RECORD EXTRACTS -
++++++

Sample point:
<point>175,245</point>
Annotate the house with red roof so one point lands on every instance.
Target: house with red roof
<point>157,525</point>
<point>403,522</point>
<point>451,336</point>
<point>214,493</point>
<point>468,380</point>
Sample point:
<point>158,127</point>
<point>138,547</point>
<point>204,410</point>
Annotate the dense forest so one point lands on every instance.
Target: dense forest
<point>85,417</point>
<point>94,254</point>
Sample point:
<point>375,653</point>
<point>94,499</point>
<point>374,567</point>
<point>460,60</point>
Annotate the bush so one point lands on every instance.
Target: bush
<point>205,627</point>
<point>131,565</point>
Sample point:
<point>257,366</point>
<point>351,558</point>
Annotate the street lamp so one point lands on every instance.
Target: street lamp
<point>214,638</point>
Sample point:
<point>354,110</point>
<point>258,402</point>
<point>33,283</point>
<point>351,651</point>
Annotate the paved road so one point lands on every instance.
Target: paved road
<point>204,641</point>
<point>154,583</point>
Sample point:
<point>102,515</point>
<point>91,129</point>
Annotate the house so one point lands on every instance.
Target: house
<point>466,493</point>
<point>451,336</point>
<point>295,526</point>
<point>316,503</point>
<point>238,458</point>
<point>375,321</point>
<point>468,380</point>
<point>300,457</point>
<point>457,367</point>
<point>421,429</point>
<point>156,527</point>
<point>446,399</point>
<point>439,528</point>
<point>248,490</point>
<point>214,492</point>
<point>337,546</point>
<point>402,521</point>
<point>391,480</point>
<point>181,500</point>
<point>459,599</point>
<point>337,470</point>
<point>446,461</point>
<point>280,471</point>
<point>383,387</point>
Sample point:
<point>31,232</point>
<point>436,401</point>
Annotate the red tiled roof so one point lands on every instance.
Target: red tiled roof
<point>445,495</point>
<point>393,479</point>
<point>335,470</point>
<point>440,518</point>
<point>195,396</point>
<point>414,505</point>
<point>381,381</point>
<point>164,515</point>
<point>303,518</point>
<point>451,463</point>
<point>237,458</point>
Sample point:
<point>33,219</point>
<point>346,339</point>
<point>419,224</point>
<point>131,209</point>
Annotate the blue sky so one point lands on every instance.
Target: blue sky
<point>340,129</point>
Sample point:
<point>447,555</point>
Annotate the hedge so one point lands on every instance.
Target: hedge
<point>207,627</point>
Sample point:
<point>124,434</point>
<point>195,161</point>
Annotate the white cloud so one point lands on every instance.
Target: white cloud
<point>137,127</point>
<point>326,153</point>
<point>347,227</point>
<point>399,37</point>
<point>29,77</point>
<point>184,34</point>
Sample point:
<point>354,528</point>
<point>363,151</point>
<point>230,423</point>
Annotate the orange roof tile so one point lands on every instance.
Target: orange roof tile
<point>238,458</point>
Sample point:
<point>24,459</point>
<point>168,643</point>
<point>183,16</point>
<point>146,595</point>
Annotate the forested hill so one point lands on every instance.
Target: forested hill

++++++

Output an exact copy of each record.

TASK ANSWER -
Sample point:
<point>175,245</point>
Annotate the house with red roof so one point lands on every instance.
Target: house with red roof
<point>157,525</point>
<point>403,522</point>
<point>451,336</point>
<point>214,493</point>
<point>468,380</point>
Sample point:
<point>158,127</point>
<point>138,547</point>
<point>204,410</point>
Annotate the dense forest so one point lands on every instance.
Target: dense forest
<point>85,417</point>
<point>94,254</point>
Sample point:
<point>375,653</point>
<point>94,499</point>
<point>374,567</point>
<point>460,60</point>
Annotate the bush so one point lands on every instance.
Target: bush
<point>205,627</point>
<point>131,565</point>
Sample point:
<point>257,366</point>
<point>351,558</point>
Annotate the street lamp so one point lands on every instance.
Target: street lamp
<point>214,638</point>
Sample point:
<point>354,110</point>
<point>258,402</point>
<point>33,283</point>
<point>351,651</point>
Annotate the paved road so one point lands on every instance.
Target: paved road
<point>204,641</point>
<point>154,583</point>
Sample point:
<point>102,515</point>
<point>91,129</point>
Annotate the house so one point lands on every instance.
Target: house
<point>466,493</point>
<point>451,336</point>
<point>295,526</point>
<point>316,503</point>
<point>238,458</point>
<point>375,321</point>
<point>468,380</point>
<point>300,457</point>
<point>457,367</point>
<point>421,429</point>
<point>156,527</point>
<point>446,399</point>
<point>439,528</point>
<point>248,490</point>
<point>214,492</point>
<point>337,546</point>
<point>402,521</point>
<point>391,480</point>
<point>181,500</point>
<point>459,599</point>
<point>337,470</point>
<point>446,461</point>
<point>280,471</point>
<point>383,387</point>
Sample point:
<point>31,232</point>
<point>436,401</point>
Annotate the red tiled roof so one point lands on every instance.
Target: red tiled roof
<point>445,495</point>
<point>393,479</point>
<point>335,470</point>
<point>440,518</point>
<point>195,396</point>
<point>414,505</point>
<point>381,381</point>
<point>164,515</point>
<point>303,518</point>
<point>451,463</point>
<point>237,458</point>
Sample point:
<point>33,219</point>
<point>346,339</point>
<point>419,224</point>
<point>131,209</point>
Annotate the blue sky so one point lands on every instance.
Target: blue sky
<point>340,129</point>
Sample point:
<point>447,555</point>
Annotate the hedge so one point lands on every instance.
Target: hedge
<point>207,627</point>
Sample point:
<point>124,434</point>
<point>195,161</point>
Annotate the white cloud so one point lands on every instance.
Target: white cloud
<point>137,127</point>
<point>326,153</point>
<point>347,227</point>
<point>399,37</point>
<point>29,77</point>
<point>184,34</point>
Sample point:
<point>354,528</point>
<point>363,151</point>
<point>230,423</point>
Annotate the orange roof tile so one point lands on every instance.
Target: orange roof tile
<point>238,458</point>
Sample point:
<point>24,459</point>
<point>168,643</point>
<point>183,16</point>
<point>146,595</point>
Annotate the forested hill so one point lands on every instance.
Target: forested hill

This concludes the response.